Confirm the transformation worked as intended.


In [None]:

train_loader_norm = DataLoader(train_set_norm, batch_size=BATCH_SIZE, shuffle=False, num_workers=2, pin_memory=True)

'''
Verify that data are normalized
'''

mean_norm, std_norm



> Report the post‑normalization means and stds. They should be close to `[0,0,0]` and `[1,1,1]` (small deviations are normal due to rounding/batching).



## Light Data Augmentation
Add a few basic augmentations (random crop with padding, random horizontal flip). Use **train** only.


In [None]:

aug_transform = transforms.Compose([
    transforms.RandomHorizontalFlip(p=0.5),
    #anything else you may want to add is welcomed
    normalize,
])

train_set_aug = datasets.CIFAR10(root=DATA_DIR, train=True, download=False, transform=aug_transform)
len(train_set_aug)



> Explain when/why augmentation helps. What risks do heavy augmentations pose for small images like CIFAR‑10 (32×32)?

* Task instructions
(a) In the CIFAR-10 notebook excerpt, what values should the post-normalization means and stds be close to?
(b) Write the next part of the CIFAR-10 notebook excerpt, picking up after its final line.

Region pointing data:
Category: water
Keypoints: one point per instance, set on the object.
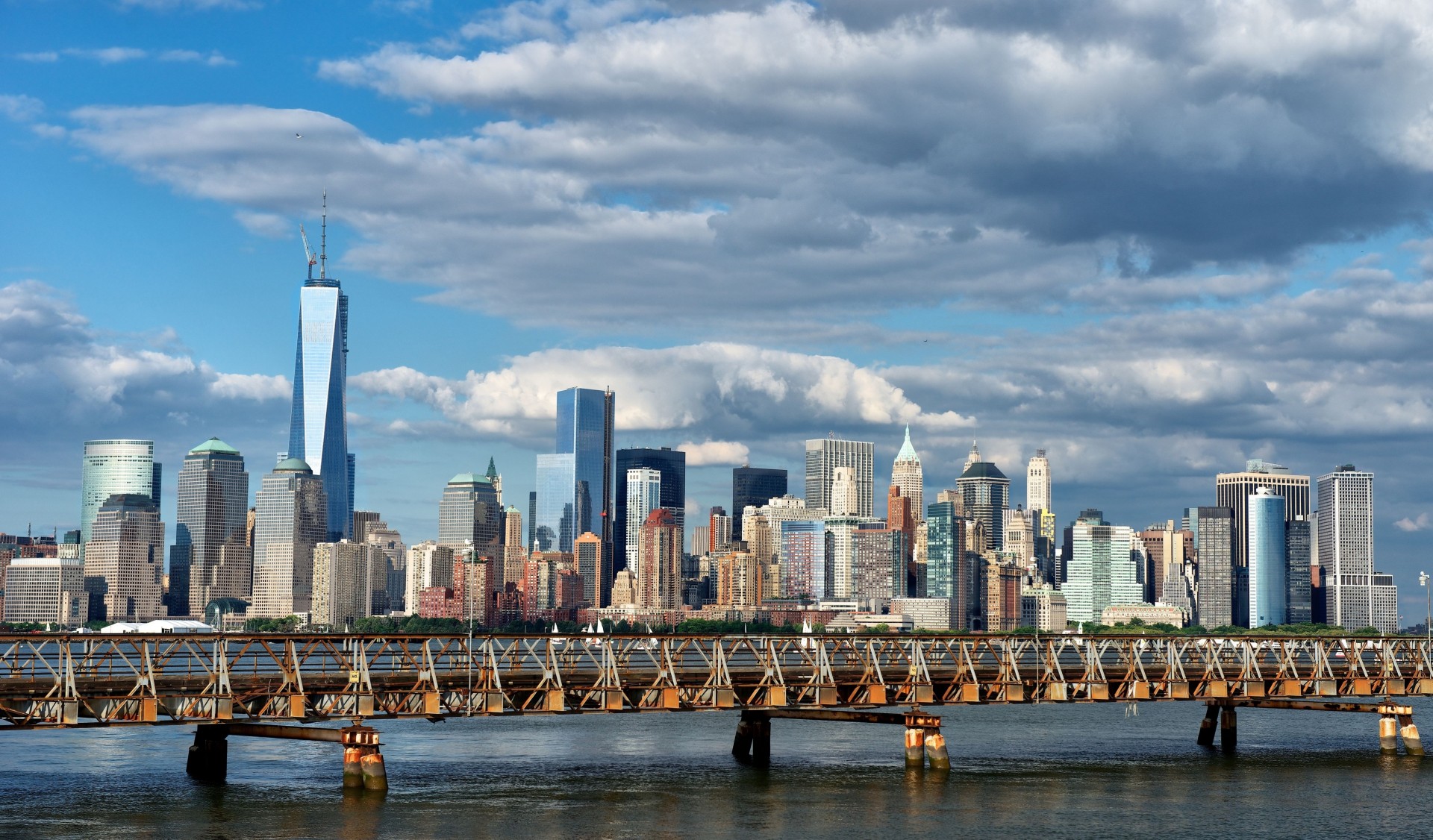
(1039, 770)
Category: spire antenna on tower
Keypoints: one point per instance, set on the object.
(322, 241)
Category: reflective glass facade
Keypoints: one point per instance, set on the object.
(1269, 572)
(319, 426)
(115, 466)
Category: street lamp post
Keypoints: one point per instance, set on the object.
(1428, 602)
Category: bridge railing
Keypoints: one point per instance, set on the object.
(95, 678)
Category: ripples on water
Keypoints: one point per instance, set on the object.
(1020, 771)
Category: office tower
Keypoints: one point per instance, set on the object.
(319, 426)
(752, 486)
(394, 588)
(1018, 539)
(945, 557)
(840, 555)
(1234, 489)
(513, 551)
(45, 591)
(469, 515)
(843, 499)
(827, 454)
(1356, 594)
(532, 521)
(641, 493)
(1299, 602)
(361, 521)
(1104, 569)
(1216, 541)
(985, 493)
(211, 558)
(595, 569)
(428, 565)
(1171, 555)
(116, 468)
(1038, 483)
(347, 575)
(658, 561)
(125, 560)
(803, 558)
(908, 474)
(1269, 564)
(671, 465)
(495, 479)
(878, 566)
(291, 519)
(575, 482)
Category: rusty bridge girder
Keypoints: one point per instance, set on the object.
(112, 680)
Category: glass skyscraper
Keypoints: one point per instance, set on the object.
(575, 482)
(1269, 572)
(671, 465)
(752, 486)
(319, 427)
(112, 468)
(210, 557)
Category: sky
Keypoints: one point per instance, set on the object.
(1154, 238)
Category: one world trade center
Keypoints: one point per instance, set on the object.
(319, 429)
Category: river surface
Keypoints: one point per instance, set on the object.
(1018, 771)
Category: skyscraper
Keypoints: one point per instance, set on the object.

* Answers by task
(a) The means should be close to `[0,0,0]` and the stds close to `[1,1,1]`.

(b)
## Class Distribution
Confirm class balance. CIFAR‑10 should be balanced across the 10 classes. Create a plot as a visual aid


In [None]:
'''
Cifar10 is perfectly distributed among classes, this will not always be the case, plots help, numbers help
'''

# show class distribution
# show plot 


## 9. Submission Checklist
- [ ] Printed dataset sizes and showed random sample images.
- [ ] Reported per‑channel mean & std from the training set.
- [ ] Applied normalization using computed stats.
- [ ] Verified post‑normalization mean/std are ~0/1.
- [ ] Basic augmentations and rationale.